** START OF RECORDS TO USE **

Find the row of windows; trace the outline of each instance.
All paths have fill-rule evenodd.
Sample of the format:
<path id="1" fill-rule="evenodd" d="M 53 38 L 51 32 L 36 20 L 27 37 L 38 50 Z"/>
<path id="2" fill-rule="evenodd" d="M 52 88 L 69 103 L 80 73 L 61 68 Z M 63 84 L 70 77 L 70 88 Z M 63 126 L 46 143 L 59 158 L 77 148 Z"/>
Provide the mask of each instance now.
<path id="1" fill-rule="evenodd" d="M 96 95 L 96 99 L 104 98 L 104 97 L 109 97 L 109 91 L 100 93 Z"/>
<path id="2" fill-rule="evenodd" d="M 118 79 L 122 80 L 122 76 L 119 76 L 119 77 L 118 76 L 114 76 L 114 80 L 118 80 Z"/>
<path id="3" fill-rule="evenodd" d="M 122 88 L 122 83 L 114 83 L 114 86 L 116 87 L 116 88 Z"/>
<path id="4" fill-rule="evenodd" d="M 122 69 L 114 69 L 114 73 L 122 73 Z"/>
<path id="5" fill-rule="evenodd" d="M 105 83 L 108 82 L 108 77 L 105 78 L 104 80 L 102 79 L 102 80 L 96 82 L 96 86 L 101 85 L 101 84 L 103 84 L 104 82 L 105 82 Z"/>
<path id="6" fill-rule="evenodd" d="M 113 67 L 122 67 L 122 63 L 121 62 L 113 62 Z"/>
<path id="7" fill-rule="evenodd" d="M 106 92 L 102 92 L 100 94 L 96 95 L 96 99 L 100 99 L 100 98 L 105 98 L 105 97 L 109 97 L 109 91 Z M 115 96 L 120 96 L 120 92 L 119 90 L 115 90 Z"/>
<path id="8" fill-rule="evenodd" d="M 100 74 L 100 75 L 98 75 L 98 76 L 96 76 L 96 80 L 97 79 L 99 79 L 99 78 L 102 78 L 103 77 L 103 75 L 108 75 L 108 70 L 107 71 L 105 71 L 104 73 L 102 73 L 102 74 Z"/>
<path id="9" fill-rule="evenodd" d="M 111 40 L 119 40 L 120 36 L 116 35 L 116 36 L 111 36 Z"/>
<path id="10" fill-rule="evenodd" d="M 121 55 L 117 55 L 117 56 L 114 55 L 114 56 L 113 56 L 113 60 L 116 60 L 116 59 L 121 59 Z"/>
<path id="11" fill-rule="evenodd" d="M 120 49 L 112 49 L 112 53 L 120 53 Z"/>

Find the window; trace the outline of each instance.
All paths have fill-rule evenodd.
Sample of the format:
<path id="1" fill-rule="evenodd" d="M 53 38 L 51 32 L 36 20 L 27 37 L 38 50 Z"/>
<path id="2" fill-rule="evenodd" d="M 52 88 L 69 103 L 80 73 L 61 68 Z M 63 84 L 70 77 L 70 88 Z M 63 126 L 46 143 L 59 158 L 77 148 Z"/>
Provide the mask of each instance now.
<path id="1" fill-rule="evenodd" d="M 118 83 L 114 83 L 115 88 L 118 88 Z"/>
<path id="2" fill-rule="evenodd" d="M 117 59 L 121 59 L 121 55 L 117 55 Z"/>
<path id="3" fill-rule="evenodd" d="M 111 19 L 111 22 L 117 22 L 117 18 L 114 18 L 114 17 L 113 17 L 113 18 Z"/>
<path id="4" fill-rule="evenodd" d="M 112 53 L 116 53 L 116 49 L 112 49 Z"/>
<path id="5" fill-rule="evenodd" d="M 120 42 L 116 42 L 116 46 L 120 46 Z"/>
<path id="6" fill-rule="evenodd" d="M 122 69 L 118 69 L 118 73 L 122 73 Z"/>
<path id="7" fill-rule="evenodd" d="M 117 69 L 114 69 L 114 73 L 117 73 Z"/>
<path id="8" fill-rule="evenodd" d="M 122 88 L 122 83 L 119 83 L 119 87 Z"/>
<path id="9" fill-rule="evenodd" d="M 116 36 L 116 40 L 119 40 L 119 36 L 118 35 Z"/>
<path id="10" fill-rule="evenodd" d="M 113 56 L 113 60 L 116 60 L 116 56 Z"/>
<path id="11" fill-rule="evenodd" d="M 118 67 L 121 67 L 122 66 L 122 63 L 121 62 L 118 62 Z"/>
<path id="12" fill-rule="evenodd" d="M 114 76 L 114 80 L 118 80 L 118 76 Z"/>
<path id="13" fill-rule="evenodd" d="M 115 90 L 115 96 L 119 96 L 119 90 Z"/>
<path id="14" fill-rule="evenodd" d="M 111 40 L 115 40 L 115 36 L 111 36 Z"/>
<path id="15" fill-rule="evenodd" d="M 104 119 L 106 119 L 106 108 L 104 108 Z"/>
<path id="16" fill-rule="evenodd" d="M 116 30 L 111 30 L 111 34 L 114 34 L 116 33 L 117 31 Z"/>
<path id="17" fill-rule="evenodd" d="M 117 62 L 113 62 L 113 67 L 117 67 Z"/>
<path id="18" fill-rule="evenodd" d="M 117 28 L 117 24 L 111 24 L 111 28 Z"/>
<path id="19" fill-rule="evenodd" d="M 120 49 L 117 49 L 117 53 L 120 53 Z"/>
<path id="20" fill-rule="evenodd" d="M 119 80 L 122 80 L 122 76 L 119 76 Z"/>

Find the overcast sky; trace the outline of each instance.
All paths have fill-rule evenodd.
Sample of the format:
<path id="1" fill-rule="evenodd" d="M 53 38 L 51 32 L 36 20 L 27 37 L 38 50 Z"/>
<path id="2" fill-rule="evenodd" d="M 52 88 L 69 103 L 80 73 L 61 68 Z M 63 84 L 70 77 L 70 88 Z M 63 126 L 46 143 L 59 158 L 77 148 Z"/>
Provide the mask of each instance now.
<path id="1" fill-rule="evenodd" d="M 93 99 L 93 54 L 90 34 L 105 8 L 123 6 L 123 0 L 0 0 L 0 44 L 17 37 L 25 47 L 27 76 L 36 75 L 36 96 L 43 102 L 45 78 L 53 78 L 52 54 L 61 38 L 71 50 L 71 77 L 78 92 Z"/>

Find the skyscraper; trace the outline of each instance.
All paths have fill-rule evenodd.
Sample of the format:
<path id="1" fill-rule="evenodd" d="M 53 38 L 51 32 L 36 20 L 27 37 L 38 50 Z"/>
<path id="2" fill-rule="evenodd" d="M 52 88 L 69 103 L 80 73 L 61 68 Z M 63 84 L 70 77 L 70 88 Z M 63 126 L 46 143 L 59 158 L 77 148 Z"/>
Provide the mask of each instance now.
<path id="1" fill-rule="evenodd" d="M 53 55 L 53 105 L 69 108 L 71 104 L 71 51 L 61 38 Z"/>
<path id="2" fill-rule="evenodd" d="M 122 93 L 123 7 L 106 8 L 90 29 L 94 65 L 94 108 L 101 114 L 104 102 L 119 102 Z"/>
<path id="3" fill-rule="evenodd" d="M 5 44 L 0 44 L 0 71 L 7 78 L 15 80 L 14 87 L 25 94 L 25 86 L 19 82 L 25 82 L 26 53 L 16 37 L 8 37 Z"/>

** END OF RECORDS TO USE **

*PROBLEM TO WORK ON*. Lay out the lines from the start of the items through the line containing "120 49 L 112" as a Markdown table with the columns Row and Line. Number each row and leave out any blank lines.

*WRITTEN ANSWER*.
| Row | Line |
|---|---|
| 1 | Find the row of windows; trace the outline of each instance. |
| 2 | All paths have fill-rule evenodd. |
| 3 | Sample of the format: |
| 4 | <path id="1" fill-rule="evenodd" d="M 53 38 L 51 32 L 36 20 L 27 37 L 38 50 Z"/> |
| 5 | <path id="2" fill-rule="evenodd" d="M 52 88 L 69 103 L 80 73 L 61 68 Z M 63 84 L 70 77 L 70 88 Z M 63 126 L 46 143 L 59 158 L 77 148 Z"/> |
| 6 | Provide the mask of each instance now. |
| 7 | <path id="1" fill-rule="evenodd" d="M 96 95 L 96 99 L 104 98 L 104 97 L 109 97 L 109 91 L 100 93 Z"/> |
| 8 | <path id="2" fill-rule="evenodd" d="M 118 79 L 122 80 L 122 76 L 119 76 L 119 77 L 118 76 L 114 76 L 114 80 L 118 80 Z"/> |
| 9 | <path id="3" fill-rule="evenodd" d="M 122 88 L 122 83 L 114 83 L 114 86 L 116 87 L 116 88 Z"/> |
| 10 | <path id="4" fill-rule="evenodd" d="M 122 69 L 114 69 L 114 73 L 122 73 Z"/> |
| 11 | <path id="5" fill-rule="evenodd" d="M 105 83 L 108 82 L 108 77 L 105 78 L 104 80 L 102 79 L 102 80 L 96 82 L 96 86 L 101 85 L 101 84 L 103 84 L 104 82 L 105 82 Z"/> |
| 12 | <path id="6" fill-rule="evenodd" d="M 113 67 L 122 67 L 122 63 L 121 62 L 113 62 Z"/> |
| 13 | <path id="7" fill-rule="evenodd" d="M 106 92 L 102 92 L 100 94 L 96 95 L 96 99 L 100 99 L 100 98 L 105 98 L 105 97 L 109 97 L 109 91 Z M 115 96 L 120 96 L 120 92 L 119 90 L 115 90 Z"/> |
| 14 | <path id="8" fill-rule="evenodd" d="M 100 74 L 100 75 L 98 75 L 98 76 L 96 76 L 96 80 L 97 79 L 99 79 L 99 78 L 102 78 L 103 77 L 103 75 L 108 75 L 108 70 L 107 71 L 105 71 L 104 73 L 102 73 L 102 74 Z"/> |
| 15 | <path id="9" fill-rule="evenodd" d="M 111 40 L 119 40 L 120 36 L 116 35 L 116 36 L 111 36 Z"/> |
| 16 | <path id="10" fill-rule="evenodd" d="M 121 55 L 117 55 L 117 56 L 114 55 L 114 56 L 113 56 L 113 60 L 116 60 L 116 59 L 121 59 Z"/> |
| 17 | <path id="11" fill-rule="evenodd" d="M 120 49 L 112 49 L 112 53 L 120 53 Z"/> |